### Problem to work on:
Using the listing below, retype the line bearing "[locate] scalloped photo" and each line after it, word for word, and nothing further.

--- START ---

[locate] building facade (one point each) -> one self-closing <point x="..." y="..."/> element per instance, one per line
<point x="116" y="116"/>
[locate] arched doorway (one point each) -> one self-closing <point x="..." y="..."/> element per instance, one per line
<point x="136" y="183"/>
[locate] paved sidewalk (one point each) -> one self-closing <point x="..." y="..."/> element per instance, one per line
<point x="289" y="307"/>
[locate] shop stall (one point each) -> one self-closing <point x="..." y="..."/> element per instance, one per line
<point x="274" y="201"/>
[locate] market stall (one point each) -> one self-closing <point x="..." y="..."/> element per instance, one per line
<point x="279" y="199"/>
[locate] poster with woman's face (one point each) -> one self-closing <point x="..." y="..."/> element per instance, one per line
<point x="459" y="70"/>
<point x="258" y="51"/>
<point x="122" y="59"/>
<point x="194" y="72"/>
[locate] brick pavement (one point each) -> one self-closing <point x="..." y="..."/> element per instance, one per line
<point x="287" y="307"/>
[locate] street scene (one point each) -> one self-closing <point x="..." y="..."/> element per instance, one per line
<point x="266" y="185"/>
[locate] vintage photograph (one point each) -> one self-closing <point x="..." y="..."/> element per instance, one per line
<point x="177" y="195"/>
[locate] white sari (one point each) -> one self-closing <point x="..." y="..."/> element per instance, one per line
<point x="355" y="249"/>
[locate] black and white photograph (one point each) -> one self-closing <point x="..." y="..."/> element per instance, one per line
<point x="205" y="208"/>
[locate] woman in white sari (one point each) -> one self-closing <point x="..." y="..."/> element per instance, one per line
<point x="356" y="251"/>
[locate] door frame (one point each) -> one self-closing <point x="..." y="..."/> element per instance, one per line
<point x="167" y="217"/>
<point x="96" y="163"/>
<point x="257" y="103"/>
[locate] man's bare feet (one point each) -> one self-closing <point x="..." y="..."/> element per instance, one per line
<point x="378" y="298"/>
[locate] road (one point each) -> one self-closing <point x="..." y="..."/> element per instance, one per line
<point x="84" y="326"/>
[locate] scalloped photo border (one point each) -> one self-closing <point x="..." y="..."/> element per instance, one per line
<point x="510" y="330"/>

--- END ---

### Expected answer:
[locate] scalloped photo border (one point each) -> one self-closing <point x="..." y="..."/> element per instance, one per line
<point x="510" y="330"/>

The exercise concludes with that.